**Exercise details:** Write out the lines from the one that contains "Task: place one keypoint per instance of the squash" through the end of the entries, both ends included, as a JSON list of strings with one string per line and no blank lines. Leave the pictures out of your answer.

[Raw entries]

====

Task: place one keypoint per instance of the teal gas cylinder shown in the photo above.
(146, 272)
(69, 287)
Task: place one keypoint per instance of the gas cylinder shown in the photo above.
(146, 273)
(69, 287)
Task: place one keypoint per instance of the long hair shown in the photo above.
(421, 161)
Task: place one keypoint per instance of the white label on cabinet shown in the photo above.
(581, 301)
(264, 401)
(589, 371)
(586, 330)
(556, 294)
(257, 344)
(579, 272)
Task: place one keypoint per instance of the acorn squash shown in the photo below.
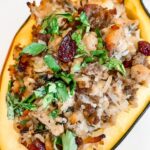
(125, 120)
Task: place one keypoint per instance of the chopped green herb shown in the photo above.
(48, 99)
(113, 63)
(62, 91)
(51, 63)
(68, 141)
(77, 67)
(22, 89)
(10, 106)
(16, 107)
(84, 20)
(34, 49)
(24, 122)
(54, 113)
(52, 87)
(50, 25)
(40, 92)
(67, 16)
(57, 141)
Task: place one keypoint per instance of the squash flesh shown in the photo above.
(9, 137)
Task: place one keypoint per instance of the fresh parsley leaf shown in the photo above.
(116, 64)
(29, 99)
(88, 59)
(16, 107)
(54, 113)
(48, 99)
(62, 91)
(84, 20)
(34, 49)
(10, 106)
(40, 92)
(50, 25)
(67, 16)
(77, 67)
(52, 87)
(57, 141)
(68, 141)
(51, 63)
(24, 122)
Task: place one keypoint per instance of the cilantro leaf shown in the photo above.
(48, 99)
(62, 92)
(40, 92)
(50, 25)
(67, 16)
(34, 49)
(84, 19)
(68, 141)
(16, 107)
(116, 64)
(51, 88)
(10, 106)
(54, 113)
(51, 63)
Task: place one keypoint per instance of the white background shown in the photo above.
(12, 14)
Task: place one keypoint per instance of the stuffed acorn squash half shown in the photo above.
(77, 76)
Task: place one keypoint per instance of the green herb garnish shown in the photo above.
(48, 99)
(16, 107)
(67, 16)
(68, 141)
(50, 25)
(40, 92)
(62, 92)
(34, 49)
(54, 113)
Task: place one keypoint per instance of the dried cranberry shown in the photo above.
(127, 64)
(67, 49)
(98, 16)
(37, 145)
(144, 47)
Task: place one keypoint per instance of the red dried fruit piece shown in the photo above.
(144, 47)
(127, 64)
(37, 145)
(98, 16)
(67, 49)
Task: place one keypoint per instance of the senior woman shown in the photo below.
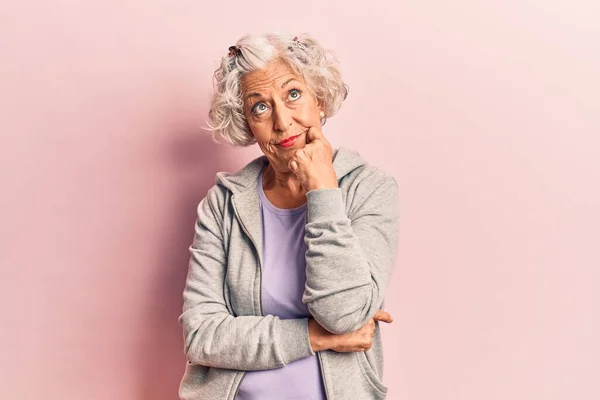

====

**Task result:**
[
  "Task: place one keypoint per instance of the squash flesh shown in the photo above.",
  "(9, 137)",
  "Task: place one keypoint per instance of the fresh parsley leaf shown in the photo above.",
  "(116, 64)",
  "(29, 99)",
  "(88, 59)",
  "(16, 107)",
  "(54, 113)",
  "(48, 99)",
  "(62, 91)",
  "(84, 20)",
  "(34, 49)",
  "(10, 106)",
  "(40, 92)",
  "(50, 25)",
  "(67, 16)",
  "(77, 67)",
  "(52, 87)",
  "(57, 141)",
  "(68, 141)",
  "(51, 63)",
  "(24, 122)",
  "Task: place one keypoint per instance of the cilantro leaf shown in the photo above.",
  "(48, 99)",
  "(62, 92)",
  "(40, 92)",
  "(50, 25)",
  "(67, 16)",
  "(34, 49)",
  "(84, 19)",
  "(68, 141)",
  "(16, 107)",
  "(116, 64)",
  "(51, 88)",
  "(10, 106)",
  "(54, 113)",
  "(51, 63)",
  "Task: place one keypoint per instance of the white background shown in the photo above.",
  "(12, 14)",
  "Task: place one keypoint per instance of the stuffed acorn squash half shown in the photo above.",
  "(77, 76)",
  "Task: place one keypoint per instance of the green herb garnish shown in the photo above.",
  "(48, 99)",
  "(16, 107)",
  "(67, 16)",
  "(68, 141)",
  "(50, 25)",
  "(40, 92)",
  "(62, 92)",
  "(34, 49)",
  "(54, 113)",
  "Task: place one keypoint per instance of the dried cranberry shown in the photo above.",
  "(127, 64)",
  "(67, 49)",
  "(98, 16)",
  "(37, 145)",
  "(144, 47)",
  "Task: place one keypoint per instance of the red dried fruit piece shown in the photo above.",
  "(144, 47)",
  "(127, 64)",
  "(37, 145)",
  "(98, 16)",
  "(67, 49)",
  "Task: place one keypoint per instance of the senior woman shown in the photo below."
]